**Dataset records**
________________________________________

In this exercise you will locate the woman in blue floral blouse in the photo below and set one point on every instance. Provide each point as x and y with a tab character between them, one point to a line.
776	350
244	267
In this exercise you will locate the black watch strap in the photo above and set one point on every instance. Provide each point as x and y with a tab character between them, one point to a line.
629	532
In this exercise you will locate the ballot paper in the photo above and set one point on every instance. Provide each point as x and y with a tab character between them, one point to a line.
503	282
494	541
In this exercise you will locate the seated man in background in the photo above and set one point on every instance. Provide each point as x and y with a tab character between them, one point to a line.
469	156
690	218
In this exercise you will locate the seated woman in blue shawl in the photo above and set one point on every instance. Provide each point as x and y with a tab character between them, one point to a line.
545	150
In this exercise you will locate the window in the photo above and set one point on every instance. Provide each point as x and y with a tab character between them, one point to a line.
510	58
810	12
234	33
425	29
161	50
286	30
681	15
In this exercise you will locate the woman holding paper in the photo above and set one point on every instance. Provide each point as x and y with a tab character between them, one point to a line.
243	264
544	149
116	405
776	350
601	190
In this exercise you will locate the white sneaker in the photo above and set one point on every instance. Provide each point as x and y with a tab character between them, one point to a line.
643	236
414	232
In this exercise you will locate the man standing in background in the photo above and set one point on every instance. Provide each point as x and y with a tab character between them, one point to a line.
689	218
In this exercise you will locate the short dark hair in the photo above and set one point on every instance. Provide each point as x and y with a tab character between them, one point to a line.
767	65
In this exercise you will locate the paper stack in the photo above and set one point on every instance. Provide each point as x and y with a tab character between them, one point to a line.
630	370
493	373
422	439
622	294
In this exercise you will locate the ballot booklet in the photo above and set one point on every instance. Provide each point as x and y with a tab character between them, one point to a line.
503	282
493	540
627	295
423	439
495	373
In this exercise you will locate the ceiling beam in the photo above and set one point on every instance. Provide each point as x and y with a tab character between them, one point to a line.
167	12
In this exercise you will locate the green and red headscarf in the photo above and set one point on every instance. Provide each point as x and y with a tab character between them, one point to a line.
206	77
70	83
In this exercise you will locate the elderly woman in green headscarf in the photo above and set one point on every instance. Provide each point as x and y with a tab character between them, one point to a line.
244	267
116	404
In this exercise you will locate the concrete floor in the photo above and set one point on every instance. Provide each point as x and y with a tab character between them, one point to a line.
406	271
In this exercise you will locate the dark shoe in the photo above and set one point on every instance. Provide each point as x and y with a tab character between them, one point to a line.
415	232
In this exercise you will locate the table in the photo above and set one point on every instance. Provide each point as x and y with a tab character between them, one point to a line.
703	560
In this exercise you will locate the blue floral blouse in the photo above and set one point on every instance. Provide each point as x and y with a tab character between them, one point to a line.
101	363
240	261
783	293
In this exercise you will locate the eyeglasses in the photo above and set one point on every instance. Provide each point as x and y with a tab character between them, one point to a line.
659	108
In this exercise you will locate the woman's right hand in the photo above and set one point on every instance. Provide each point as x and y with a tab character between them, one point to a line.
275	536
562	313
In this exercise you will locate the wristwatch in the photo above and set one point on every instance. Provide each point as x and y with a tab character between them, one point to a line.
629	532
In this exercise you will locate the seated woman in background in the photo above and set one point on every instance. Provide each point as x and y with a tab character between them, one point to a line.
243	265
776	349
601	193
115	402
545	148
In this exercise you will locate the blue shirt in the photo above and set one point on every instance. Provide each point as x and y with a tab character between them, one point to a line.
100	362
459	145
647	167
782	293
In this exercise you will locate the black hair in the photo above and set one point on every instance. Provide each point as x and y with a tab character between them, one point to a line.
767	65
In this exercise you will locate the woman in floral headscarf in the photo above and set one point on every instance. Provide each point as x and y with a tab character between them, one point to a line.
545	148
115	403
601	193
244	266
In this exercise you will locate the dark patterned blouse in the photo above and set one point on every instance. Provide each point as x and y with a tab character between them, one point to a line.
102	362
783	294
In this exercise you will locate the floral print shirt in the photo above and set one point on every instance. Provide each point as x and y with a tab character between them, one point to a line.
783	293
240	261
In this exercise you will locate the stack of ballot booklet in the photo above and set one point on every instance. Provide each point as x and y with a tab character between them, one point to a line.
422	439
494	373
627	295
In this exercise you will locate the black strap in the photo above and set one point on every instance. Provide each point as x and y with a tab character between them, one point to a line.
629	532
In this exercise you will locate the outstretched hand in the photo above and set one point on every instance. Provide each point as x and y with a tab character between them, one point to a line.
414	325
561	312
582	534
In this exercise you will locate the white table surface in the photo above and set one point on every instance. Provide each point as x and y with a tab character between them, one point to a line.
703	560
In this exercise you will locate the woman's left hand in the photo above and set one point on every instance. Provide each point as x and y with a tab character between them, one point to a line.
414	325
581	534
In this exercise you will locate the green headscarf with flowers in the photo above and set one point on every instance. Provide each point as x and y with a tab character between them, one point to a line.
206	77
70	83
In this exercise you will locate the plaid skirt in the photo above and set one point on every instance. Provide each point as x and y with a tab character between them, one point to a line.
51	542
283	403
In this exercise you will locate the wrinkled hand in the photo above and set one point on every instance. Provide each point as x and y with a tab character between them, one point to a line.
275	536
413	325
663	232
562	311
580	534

________________________________________

**Your instructions**
Every entry is to be restated exactly, with no line dropped.

**Answer area**
In this exercise you will locate the woman in blue floral blouse in the photo below and set one point on every instance. Provide each point as x and y with a tab character between them, one point to a line.
776	350
244	267
In this exercise you will locate the black watch strap in the photo above and set one point on every instance. Provide each point as x and y with a tab character between them, one point to a line.
629	532
In this exercise you will locate the ballot paper in the photo above and set one point on every instance. Provide each point as x and y with a tab character between them, one point to a line.
503	282
494	541
In this exercise you will locate the seated man in background in the photo above and set one point on every instance. Provide each point as x and y with a tab character between them, one point to a line.
469	156
690	218
In this exercise you will locate the seated woman in blue shawl in the photo above and set one point on every instance. Provide each point as x and y with a tab character between them, one point to a line.
545	150
In this exercise you will locate the window in the photo above and set one point on every instance. Provide each point as x and y with a tab character between them, one point to a line.
510	58
810	12
234	33
425	29
161	50
286	30
681	15
In this exercise you will locate the woman holding paper in the photo above and set one point on every instance. Provide each point as x and y with a tab character between them, one point to a line.
243	264
544	149
116	405
776	350
601	190
In this exercise you will locate the white sneaker in the photo above and set one point on every instance. Provide each point as x and y with a tab character between them, one point to a line.
643	236
414	232
In this exercise you will locate the man standing in background in the photo above and set one point on every instance. Provide each point as x and y with a tab character between them, one point to a line.
689	218
In this exercise you will locate the short dark hair in the photo above and set one point on every instance. Provide each point as x and y with a tab character between them, one point to a line.
767	65
In this exercise you will locate the paper stack in the photo above and set one point on every instance. Provide each point as x and y with a tab character between them, one point to a line.
630	370
493	373
422	439
622	294
In this exercise you will locate the ballot booklet in the photo above and set one point on every instance. Provide each point as x and y with a tab character between them, one point to a line.
503	282
493	540
627	295
423	439
495	373
In this exercise you will locate the ceiling beam in the photo above and set one point on every instance. Provide each point as x and y with a tab character between them, one point to a line.
167	12
In this exercise you will locate the green and red headscarf in the photo above and set one point on every instance. Provide each point as x and y with a tab character between them, one point to a line.
206	77
70	83
In this exercise you will locate the elderly woman in green headscarf in the photo above and set one point on every instance. Provide each point as x and y with a tab character between them, one point to a line.
244	267
116	404
In this exercise you will locate the concrete floor in the photo above and set one point on every instance. Provide each point as x and y with a tab character between them, one point to a line.
406	271
In this exercise you will locate the dark shoe in the photo above and set one point on every instance. Provide each point as x and y with a tab character between them, one point to a line.
415	232
In this exercise you will locate the table in the photo above and set one point on every instance. Provide each point as x and y with a tab character between them, one point to a line.
703	560
In this exercise you will locate the blue floral blouse in the photo above and set one point on every instance. Provide each point as x and y with a tab character between them, one point to a line.
101	363
240	261
783	293
In this exercise you will locate the eyeglasses in the photo above and set one point on every instance. Provide each point as x and y with a tab character between them, one point to a line.
659	108
In this exercise you will locate the woman's right hand in the photo above and set one point on every instance. Provide each point as x and y with a tab character between them, one point to a line.
275	536
562	313
In this exercise you will locate the wristwatch in the photo above and set one point on every instance. Provide each point as x and y with a tab character between them, one point to a line.
629	532
In this exercise you will locate the seated woman in background in the photo above and set one point on every instance. Provide each point as x and y with a tab character between them, one point to a line.
243	265
776	349
601	193
115	402
545	148
In this exercise you will locate the blue shirt in the photo above and set one point on every instance. Provide each point as x and y with a tab character between them, one point to a line.
100	362
459	145
647	167
782	293
In this exercise you will locate the black hair in the photo above and set one point on every instance. Provide each point as x and y with a tab character between them, one point to a line.
767	65
In this exercise you will locate the woman in floral headscarf in the photo above and set one point on every instance. Provide each point as x and y with a tab character between them, one point to a line.
545	148
115	403
601	193
244	266
In this exercise you will locate the dark patterned blouse in the photo above and set one point on every instance. Provide each point as x and y with a tab character between them, one point to a line.
102	362
783	294
In this exercise you will locate the floral print shirt in the photo above and set one point on every instance. Provide each point as x and y with a tab character between them, one point to a line.
783	293
240	261
In this exercise you will locate the stack of ballot booklet in the photo above and set one point on every instance. Provide each point as x and y with a tab character between them, one point to a line.
422	439
494	373
627	295
In this exercise you will locate the black strap in the photo above and set one point on every instance. Provide each point as x and y with a tab character between them, one point to a line.
629	532
In this exercise you will locate the outstretched hand in the photo above and set one point on every instance. Provide each point as x and y with a tab character between them, one point to a line.
414	325
561	312
582	534
In this exercise you will locate the white table surface in the photo above and set one point on every instance. Provide each point as x and y with a tab character between them, one point to a line.
703	560
In this exercise you will locate the woman's left hand in the photo above and set one point on every instance. Provide each point as x and y with a tab character between them, one point to a line.
414	325
581	534
In this exercise you will locate the green headscarf with flowers in the photo above and set one point on every instance. Provide each point as x and y with a tab character between them, one point to a line.
206	77
70	83
In this exercise you will locate the plaid skirt in the photo above and set one point on every instance. Provide each point as x and y with a tab character between them, one point to a line.
51	542
283	403
In this exercise you will locate the wrinkled hand in the photo above and set one point on every instance. Provide each point as x and y with a tab character between them, one point to a line.
275	536
413	325
663	232
562	311
580	534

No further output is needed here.